What this task involves:
Write out the data once more, exactly as it reads.

Data:
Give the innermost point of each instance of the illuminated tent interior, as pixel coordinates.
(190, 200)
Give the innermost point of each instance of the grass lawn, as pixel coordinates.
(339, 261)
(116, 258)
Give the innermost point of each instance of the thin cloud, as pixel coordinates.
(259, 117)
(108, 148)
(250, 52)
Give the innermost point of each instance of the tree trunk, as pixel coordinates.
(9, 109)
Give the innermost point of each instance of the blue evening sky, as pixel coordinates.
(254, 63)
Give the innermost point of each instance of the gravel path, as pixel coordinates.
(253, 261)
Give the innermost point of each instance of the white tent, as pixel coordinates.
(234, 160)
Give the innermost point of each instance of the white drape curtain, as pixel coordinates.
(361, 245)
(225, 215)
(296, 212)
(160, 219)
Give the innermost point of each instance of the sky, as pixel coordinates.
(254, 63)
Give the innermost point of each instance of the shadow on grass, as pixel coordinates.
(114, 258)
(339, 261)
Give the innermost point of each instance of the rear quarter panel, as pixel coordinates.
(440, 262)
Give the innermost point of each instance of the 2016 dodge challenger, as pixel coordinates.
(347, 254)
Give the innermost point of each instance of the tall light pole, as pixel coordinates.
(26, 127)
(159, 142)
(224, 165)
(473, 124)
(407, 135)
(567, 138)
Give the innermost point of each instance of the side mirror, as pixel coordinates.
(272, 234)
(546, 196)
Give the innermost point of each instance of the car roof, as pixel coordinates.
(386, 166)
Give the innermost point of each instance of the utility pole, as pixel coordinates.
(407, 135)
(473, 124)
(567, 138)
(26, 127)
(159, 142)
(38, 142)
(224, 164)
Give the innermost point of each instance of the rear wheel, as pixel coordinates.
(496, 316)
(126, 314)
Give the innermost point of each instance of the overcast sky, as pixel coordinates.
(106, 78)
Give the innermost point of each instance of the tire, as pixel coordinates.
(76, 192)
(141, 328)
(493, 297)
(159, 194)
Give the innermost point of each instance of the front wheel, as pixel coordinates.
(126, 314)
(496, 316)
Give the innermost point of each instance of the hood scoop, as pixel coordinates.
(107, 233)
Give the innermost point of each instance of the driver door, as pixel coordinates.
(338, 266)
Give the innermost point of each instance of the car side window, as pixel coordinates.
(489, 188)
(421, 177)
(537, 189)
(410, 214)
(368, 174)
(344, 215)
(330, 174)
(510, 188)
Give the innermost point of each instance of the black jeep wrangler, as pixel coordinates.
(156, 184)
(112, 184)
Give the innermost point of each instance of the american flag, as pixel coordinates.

Task response:
Give the innermost point of each instance of the illuminated tent interior, as pixel coordinates.
(190, 200)
Give the innermost point of each instance of the grass lawn, as pixel coordinates.
(339, 261)
(116, 258)
Give the innermost point of each instance of the thin cloud, as pixel coordinates.
(259, 117)
(108, 148)
(250, 52)
Give the innermost point of each instance of the tree trunk, as pixel coordinates.
(9, 109)
Give the innermost point of each instance of the blue evening sky, as pixel coordinates.
(254, 63)
Give the innermost point of each instance of the gravel path, as pixel coordinates.
(253, 261)
Give the innermost point of each instance of the white tent, as pixel coordinates.
(234, 160)
Give the innermost point of each instance of the white drape curtain, as pixel coordinates.
(361, 245)
(225, 215)
(296, 212)
(160, 219)
Give the innermost point of each instance of the sky, as pixel coordinates.
(254, 63)
Give the innermost point of each instance of the shadow on grass, as pixel coordinates.
(114, 258)
(339, 261)
Give the innermost point of each instance of the rear quarter panel, as pixel coordinates.
(440, 262)
Give the innermost point of each instance of the 2016 dodge challenger, as pixel coordinates.
(347, 254)
Give the innermost point of each instance of the tall light pole, as pixel coordinates.
(26, 127)
(159, 142)
(224, 165)
(473, 124)
(407, 135)
(567, 138)
Give the innermost point of each instance of the side mirror, as pixel coordinates.
(272, 234)
(546, 196)
Give the innermost point of each instance of the car roof, as pixel coordinates.
(386, 166)
Give the innermost point of each instance of the utility pole, as pixel coordinates.
(407, 135)
(473, 124)
(567, 138)
(26, 127)
(159, 142)
(38, 142)
(224, 164)
Give the innermost point of each instance of the rear wheel, as pixel coordinates.
(496, 316)
(126, 314)
Give the innermost point of each instance of the overcast sky, as pixel coordinates.
(106, 78)
Give the innermost point of each instance of the tire, as pixel coordinates.
(76, 192)
(141, 328)
(493, 297)
(159, 194)
Give the innermost point of each instance of the front wheel, as pixel coordinates.
(126, 314)
(496, 316)
Give the innermost point of each instance of the hood scoop, as pixel coordinates.
(107, 233)
Give the innermost point of each instance of the driver door, as pixel coordinates.
(338, 266)
Give the innermost point of each instance of the car side window, as pixel coordinates.
(489, 188)
(421, 177)
(537, 189)
(410, 214)
(368, 174)
(344, 215)
(330, 174)
(510, 188)
Give the innermost point of each instance of the black jeep wrangler, as pixel coordinates.
(156, 184)
(112, 184)
Give the innermost point of each instance of the american flag, as pixel coordinates.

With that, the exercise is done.